_WORK REQUIRED:_
Quote the passage of the text on a possible U.S. island operation against Iran word for word, starting with "There is another" and going on through "nerve-racking military-logistical marathon.".

_EXTRACT PROVIDED:_
BEGIN
There is another problem often forgotten in these scenarios. Any captured island becomes a target. It requires a constant flow of ammunition, fuel, water, food, spare parts, air defense assets, and engineering supplies. It requires medical evacuation, rotations, and complex maritime logistics. All of this must move along limited routes within reach of Iranian missiles, drones, fast boats, and mine warfare. Even if the first wave of an operation proves successful, the second and third waves of resupply may become the point at which the main losses begin. In this sense, an island operation does not simplify the war. It merely transforms it into an expensive and nerve-racking military-logistical marathon.
Israel, in this case, would not necessarily find itself in a position of beneficiary either. Yes, from its perspective, weakening Iran is in itself strategically desirable. But if the US is drawn into an island or limited ground phase, the war becomes more American in its costs and consequences. And this means that Iran gains an additional incentive to shift the burden of attrition specifically onto American targets while continuing pressure on Israel. Put simply, the deeper the US enters this theater, the harder Iran will try to turn it into an American problem, not merely an Israeli-Iranian confrontation. The strikes already carried out against bases, diplomatic sites, and regional infrastructure show that this approach has already been implemented in practice.
Can an operation against Kharg or the islands near Hormuz be ruled out? No, and a limited island scenario appears far more realistic than an invasion deep into Iran. But more realistic does not mean more rational. The military success of the operation may prove tactical, while its strategic outcome for the US could be negative. Losses, rising energy prices, market volatility, new strikes on American personnel, worsening relations with allies, the widening of the war zone, and the prolongation of the conflict into a war of attrition may well outweigh any short-term gain from seizing a handful of island positions.
This is why the most sober conclusion today seems to be this: A limited ground operation by the US, and to a lesser extent Israel, against Iran’s island targets is possible. On the mainland, a ground operation seems highly improbable; on the islands, it is theoretically feasible. But the price would almost certainly be high, while the political result would not be certain. More than this, for Iran it would signal not retreat, but an even more intense transfer of the war onto US troops, bases, diplomats, logistics, and regional partners. In this case, Washington risks ending up not with a demonstration of strength, but with a negative case study in which tactical advance turns into strategic self-exhaustion. And the longer this gap persists between the expectation of a rapid breakthrough and the reality of prolonged resistance, the greater the chances that this scenario will become the defining outcome of the entire operation.
END
_INFORMATION:_
BEGIN
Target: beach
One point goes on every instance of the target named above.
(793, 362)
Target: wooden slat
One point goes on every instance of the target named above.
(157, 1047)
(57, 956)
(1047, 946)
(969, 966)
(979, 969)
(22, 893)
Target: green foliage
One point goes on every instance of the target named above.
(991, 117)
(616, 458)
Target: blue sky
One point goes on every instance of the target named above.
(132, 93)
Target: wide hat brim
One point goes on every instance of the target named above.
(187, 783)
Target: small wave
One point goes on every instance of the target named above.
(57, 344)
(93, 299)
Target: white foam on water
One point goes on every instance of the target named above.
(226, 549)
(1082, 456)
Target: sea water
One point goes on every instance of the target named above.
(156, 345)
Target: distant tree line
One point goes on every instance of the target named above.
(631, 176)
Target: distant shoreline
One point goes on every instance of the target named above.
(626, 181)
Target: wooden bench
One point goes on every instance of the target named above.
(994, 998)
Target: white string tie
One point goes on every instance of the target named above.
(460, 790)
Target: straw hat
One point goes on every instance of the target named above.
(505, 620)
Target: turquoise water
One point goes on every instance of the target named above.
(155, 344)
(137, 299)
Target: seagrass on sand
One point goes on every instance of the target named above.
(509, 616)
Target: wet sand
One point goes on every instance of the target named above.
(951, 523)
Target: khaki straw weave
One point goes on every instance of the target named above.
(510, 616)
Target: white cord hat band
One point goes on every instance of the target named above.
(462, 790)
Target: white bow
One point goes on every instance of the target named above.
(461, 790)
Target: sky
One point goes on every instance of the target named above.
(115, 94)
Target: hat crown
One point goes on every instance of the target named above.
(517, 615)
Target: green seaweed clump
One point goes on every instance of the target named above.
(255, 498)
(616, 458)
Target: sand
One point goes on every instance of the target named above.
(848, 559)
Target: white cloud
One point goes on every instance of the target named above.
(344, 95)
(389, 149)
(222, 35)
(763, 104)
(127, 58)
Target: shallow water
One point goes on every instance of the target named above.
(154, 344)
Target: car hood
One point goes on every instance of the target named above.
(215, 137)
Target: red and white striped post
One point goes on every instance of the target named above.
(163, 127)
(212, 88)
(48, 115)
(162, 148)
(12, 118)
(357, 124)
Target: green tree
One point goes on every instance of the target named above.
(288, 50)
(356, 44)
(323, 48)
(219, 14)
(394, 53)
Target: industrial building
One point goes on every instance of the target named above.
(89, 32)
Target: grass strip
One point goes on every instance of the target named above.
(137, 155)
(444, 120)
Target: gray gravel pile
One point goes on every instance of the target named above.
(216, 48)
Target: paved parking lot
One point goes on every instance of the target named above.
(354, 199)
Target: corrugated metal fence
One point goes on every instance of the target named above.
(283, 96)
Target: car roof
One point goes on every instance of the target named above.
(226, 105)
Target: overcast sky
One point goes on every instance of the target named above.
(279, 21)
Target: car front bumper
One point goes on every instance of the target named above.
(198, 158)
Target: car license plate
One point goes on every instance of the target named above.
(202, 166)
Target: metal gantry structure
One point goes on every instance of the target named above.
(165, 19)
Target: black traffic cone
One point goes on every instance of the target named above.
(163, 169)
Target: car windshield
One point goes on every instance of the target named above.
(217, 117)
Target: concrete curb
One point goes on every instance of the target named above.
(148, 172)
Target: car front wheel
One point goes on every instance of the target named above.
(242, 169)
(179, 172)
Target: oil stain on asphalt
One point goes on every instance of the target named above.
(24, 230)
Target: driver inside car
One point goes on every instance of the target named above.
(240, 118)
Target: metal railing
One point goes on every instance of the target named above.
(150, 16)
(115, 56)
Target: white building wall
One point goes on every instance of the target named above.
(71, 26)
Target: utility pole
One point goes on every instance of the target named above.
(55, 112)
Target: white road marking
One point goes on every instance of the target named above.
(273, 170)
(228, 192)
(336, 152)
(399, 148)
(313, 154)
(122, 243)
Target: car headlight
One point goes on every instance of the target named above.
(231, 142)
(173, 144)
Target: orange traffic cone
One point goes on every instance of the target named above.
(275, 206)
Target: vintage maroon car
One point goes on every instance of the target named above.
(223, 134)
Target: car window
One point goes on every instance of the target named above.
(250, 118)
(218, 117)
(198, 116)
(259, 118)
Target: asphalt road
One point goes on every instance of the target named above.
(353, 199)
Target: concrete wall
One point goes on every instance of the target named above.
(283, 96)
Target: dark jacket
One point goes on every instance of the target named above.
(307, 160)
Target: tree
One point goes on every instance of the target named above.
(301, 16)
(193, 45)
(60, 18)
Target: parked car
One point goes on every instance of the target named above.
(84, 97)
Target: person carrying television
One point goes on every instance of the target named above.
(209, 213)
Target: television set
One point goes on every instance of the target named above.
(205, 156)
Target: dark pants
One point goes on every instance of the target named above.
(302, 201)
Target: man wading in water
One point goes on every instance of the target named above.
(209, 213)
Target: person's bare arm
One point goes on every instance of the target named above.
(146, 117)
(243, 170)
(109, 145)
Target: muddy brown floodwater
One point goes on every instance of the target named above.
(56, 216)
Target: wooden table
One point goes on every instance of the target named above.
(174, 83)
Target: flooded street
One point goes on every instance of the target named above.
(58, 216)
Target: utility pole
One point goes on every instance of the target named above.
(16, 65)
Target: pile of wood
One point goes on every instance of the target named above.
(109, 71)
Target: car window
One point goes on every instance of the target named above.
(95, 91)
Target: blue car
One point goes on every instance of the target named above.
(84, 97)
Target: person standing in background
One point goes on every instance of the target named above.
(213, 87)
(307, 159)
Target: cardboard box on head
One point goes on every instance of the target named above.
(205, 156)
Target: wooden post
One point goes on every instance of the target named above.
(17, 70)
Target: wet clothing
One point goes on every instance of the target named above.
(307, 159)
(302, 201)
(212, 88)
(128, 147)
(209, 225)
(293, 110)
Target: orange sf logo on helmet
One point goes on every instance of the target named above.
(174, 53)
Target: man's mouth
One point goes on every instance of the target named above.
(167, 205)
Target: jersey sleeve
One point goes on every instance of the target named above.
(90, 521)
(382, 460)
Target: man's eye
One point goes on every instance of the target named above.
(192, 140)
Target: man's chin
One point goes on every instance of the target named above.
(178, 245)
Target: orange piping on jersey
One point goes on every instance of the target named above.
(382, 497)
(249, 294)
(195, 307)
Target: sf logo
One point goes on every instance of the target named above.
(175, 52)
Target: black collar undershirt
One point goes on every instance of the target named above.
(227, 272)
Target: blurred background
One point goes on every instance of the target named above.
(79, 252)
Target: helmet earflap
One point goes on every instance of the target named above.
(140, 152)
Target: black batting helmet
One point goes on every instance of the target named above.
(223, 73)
END
_EXERCISE SOLUTION:_
There is another problem often forgotten in these scenarios. Any captured island becomes a target. It requires a constant flow of ammunition, fuel, water, food, spare parts, air defense assets, and engineering supplies. It requires medical evacuation, rotations, and complex maritime logistics. All of this must move along limited routes within reach of Iranian missiles, drones, fast boats, and mine warfare. Even if the first wave of an operation proves successful, the second and third waves of resupply may become the point at which the main losses begin. In this sense, an island operation does not simplify the war. It merely transforms it into an expensive and nerve-racking military-logistical marathon.